# Dataset extract:
****************

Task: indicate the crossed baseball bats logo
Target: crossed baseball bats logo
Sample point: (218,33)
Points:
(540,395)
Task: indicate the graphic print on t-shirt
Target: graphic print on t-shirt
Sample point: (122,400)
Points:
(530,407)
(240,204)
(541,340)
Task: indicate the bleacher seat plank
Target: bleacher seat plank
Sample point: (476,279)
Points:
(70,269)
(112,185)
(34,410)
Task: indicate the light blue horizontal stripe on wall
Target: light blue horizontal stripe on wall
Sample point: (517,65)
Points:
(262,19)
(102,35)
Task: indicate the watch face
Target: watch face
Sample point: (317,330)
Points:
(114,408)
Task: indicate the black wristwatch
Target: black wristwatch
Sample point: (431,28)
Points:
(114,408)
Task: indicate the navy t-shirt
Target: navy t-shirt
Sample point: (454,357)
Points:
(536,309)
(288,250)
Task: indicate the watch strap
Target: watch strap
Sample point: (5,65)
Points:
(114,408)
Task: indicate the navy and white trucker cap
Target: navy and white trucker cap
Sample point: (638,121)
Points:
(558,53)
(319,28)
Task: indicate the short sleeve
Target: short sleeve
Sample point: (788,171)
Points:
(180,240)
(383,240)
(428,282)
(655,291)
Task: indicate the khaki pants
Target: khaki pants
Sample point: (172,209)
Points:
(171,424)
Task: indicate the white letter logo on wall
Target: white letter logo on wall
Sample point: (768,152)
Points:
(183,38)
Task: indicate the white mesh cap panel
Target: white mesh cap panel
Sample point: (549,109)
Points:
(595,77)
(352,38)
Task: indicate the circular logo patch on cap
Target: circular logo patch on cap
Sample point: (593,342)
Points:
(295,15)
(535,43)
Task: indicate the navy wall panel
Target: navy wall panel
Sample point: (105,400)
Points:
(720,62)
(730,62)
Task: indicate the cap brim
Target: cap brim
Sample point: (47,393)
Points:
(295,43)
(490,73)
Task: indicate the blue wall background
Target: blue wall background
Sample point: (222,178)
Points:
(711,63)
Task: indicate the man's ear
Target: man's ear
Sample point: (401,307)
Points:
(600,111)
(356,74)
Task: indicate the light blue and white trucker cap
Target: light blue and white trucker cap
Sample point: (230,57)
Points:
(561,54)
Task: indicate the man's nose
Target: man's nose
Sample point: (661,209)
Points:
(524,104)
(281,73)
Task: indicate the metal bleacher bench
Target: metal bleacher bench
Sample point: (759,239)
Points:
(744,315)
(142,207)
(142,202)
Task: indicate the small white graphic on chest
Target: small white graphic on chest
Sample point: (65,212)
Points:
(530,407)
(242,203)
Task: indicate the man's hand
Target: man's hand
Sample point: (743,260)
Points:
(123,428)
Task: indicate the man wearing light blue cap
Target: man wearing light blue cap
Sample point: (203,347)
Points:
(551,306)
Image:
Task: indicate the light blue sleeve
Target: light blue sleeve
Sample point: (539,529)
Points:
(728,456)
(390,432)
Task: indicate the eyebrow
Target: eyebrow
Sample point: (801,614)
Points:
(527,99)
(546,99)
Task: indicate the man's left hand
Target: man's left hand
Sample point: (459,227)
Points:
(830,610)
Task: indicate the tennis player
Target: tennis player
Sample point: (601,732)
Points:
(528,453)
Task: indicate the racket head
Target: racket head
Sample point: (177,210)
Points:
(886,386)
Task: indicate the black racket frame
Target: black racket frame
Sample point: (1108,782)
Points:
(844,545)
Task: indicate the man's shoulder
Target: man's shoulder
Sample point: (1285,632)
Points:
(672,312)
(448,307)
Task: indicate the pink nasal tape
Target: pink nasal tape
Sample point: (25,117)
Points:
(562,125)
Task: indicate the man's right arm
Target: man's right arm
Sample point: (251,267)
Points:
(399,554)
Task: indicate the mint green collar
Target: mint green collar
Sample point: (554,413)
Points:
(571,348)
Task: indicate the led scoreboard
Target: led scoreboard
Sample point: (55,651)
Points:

****************

# Problem statement:
Render every line of the records above as a Markdown table with the columns Row and Line, numbering the rows in order and leaving out blank lines.

# Exercise solution:
| Row | Line |
|---|---|
| 1 | Task: indicate the crossed baseball bats logo |
| 2 | Target: crossed baseball bats logo |
| 3 | Sample point: (218,33) |
| 4 | Points: |
| 5 | (540,395) |
| 6 | Task: indicate the graphic print on t-shirt |
| 7 | Target: graphic print on t-shirt |
| 8 | Sample point: (122,400) |
| 9 | Points: |
| 10 | (530,407) |
| 11 | (240,204) |
| 12 | (541,340) |
| 13 | Task: indicate the bleacher seat plank |
| 14 | Target: bleacher seat plank |
| 15 | Sample point: (476,279) |
| 16 | Points: |
| 17 | (70,269) |
| 18 | (112,185) |
| 19 | (34,410) |
| 20 | Task: indicate the light blue horizontal stripe on wall |
| 21 | Target: light blue horizontal stripe on wall |
| 22 | Sample point: (517,65) |
| 23 | Points: |
| 24 | (262,19) |
| 25 | (102,35) |
| 26 | Task: indicate the watch face |
| 27 | Target: watch face |
| 28 | Sample point: (317,330) |
| 29 | Points: |
| 30 | (114,408) |
| 31 | Task: indicate the black wristwatch |
| 32 | Target: black wristwatch |
| 33 | Sample point: (431,28) |
| 34 | Points: |
| 35 | (114,408) |
| 36 | Task: indicate the navy t-shirt |
| 37 | Target: navy t-shirt |
| 38 | Sample point: (454,357) |
| 39 | Points: |
| 40 | (536,309) |
| 41 | (288,250) |
| 42 | Task: indicate the watch strap |
| 43 | Target: watch strap |
| 44 | Sample point: (5,65) |
| 45 | Points: |
| 46 | (114,408) |
| 47 | Task: indicate the navy and white trucker cap |
| 48 | Target: navy and white trucker cap |
| 49 | Sample point: (638,121) |
| 50 | Points: |
| 51 | (558,53) |
| 52 | (319,28) |
| 53 | Task: indicate the short sleeve |
| 54 | Target: short sleeve |
| 55 | Sample point: (788,171) |
| 56 | Points: |
| 57 | (180,240) |
| 58 | (383,240) |
| 59 | (428,282) |
| 60 | (655,291) |
| 61 | Task: indicate the khaki pants |
| 62 | Target: khaki pants |
| 63 | Sample point: (172,209) |
| 64 | Points: |
| 65 | (171,424) |
| 66 | Task: indicate the white letter logo on wall |
| 67 | Target: white letter logo on wall |
| 68 | Sample point: (768,152) |
| 69 | Points: |
| 70 | (183,38) |
| 71 | Task: indicate the white mesh cap panel |
| 72 | Target: white mesh cap panel |
| 73 | Sample point: (549,109) |
| 74 | Points: |
| 75 | (595,77) |
| 76 | (352,38) |
| 77 | Task: indicate the circular logo patch on cap |
| 78 | Target: circular logo patch on cap |
| 79 | Sample point: (593,342) |
| 80 | Points: |
| 81 | (295,15) |
| 82 | (535,43) |
| 83 | Task: indicate the navy wall panel |
| 84 | Target: navy wall panel |
| 85 | Sample point: (105,400) |
| 86 | Points: |
| 87 | (720,62) |
| 88 | (730,62) |
| 89 | Task: indicate the cap brim |
| 90 | Target: cap brim |
| 91 | Sample point: (47,393) |
| 92 | Points: |
| 93 | (295,43) |
| 94 | (490,73) |
| 95 | Task: indicate the blue wall background |
| 96 | Target: blue wall background |
| 97 | Sample point: (222,178) |
| 98 | Points: |
| 99 | (711,63) |
| 100 | Task: indicate the man's ear |
| 101 | Target: man's ear |
| 102 | Sample point: (401,307) |
| 103 | Points: |
| 104 | (600,111) |
| 105 | (356,74) |
| 106 | Task: indicate the light blue and white trucker cap |
| 107 | Target: light blue and white trucker cap |
| 108 | Sample point: (230,57) |
| 109 | Points: |
| 110 | (561,54) |
| 111 | Task: indicate the man's nose |
| 112 | Target: man's nose |
| 113 | Sample point: (661,209) |
| 114 | Points: |
| 115 | (524,104) |
| 116 | (281,73) |
| 117 | Task: indicate the metal bleacher bench |
| 118 | Target: metal bleacher bench |
| 119 | Sample point: (759,239) |
| 120 | Points: |
| 121 | (744,315) |
| 122 | (142,207) |
| 123 | (142,202) |
| 124 | Task: indicate the small white graphic on chest |
| 125 | Target: small white graphic on chest |
| 126 | Sample point: (65,212) |
| 127 | Points: |
| 128 | (530,407) |
| 129 | (242,203) |
| 130 | Task: indicate the man's hand |
| 131 | Target: man's hand |
| 132 | Sample point: (743,260) |
| 133 | Points: |
| 134 | (123,428) |
| 135 | Task: indicate the man wearing light blue cap |
| 136 | Target: man wearing light blue cap |
| 137 | Sample point: (203,347) |
| 138 | Points: |
| 139 | (551,306) |
| 140 | Image: |
| 141 | Task: indicate the light blue sleeve |
| 142 | Target: light blue sleeve |
| 143 | Sample point: (539,529) |
| 144 | Points: |
| 145 | (728,456) |
| 146 | (390,432) |
| 147 | Task: indicate the eyebrow |
| 148 | Target: eyebrow |
| 149 | Sample point: (801,614) |
| 150 | Points: |
| 151 | (527,99) |
| 152 | (546,99) |
| 153 | Task: indicate the man's left hand |
| 154 | Target: man's left hand |
| 155 | Sample point: (459,227) |
| 156 | Points: |
| 157 | (830,610) |
| 158 | Task: indicate the tennis player |
| 159 | Target: tennis player |
| 160 | Sample point: (601,732) |
| 161 | Points: |
| 162 | (528,453) |
| 163 | Task: indicate the racket head |
| 164 | Target: racket head |
| 165 | Sample point: (177,210) |
| 166 | Points: |
| 167 | (886,386) |
| 168 | Task: indicate the black racket frame |
| 169 | Target: black racket frame |
| 170 | Sample point: (1108,782) |
| 171 | Points: |
| 172 | (844,545) |
| 173 | Task: indicate the man's shoulder |
| 174 | Target: man's shoulder |
| 175 | Sample point: (1285,632) |
| 176 | Points: |
| 177 | (672,312) |
| 178 | (448,307) |
| 179 | Task: indicate the pink nasal tape |
| 180 | Target: pink nasal tape |
| 181 | Sample point: (25,117) |
| 182 | Points: |
| 183 | (562,125) |
| 184 | Task: indicate the man's right arm |
| 185 | Target: man's right arm |
| 186 | Sample point: (251,267) |
| 187 | Points: |
| 188 | (399,554) |
| 189 | Task: indicate the mint green collar |
| 190 | Target: mint green collar |
| 191 | Sample point: (554,413) |
| 192 | Points: |
| 193 | (571,348) |
| 194 | Task: indicate the led scoreboard |
| 195 | Target: led scoreboard |
| 196 | Sample point: (55,651) |
| 197 | Points: |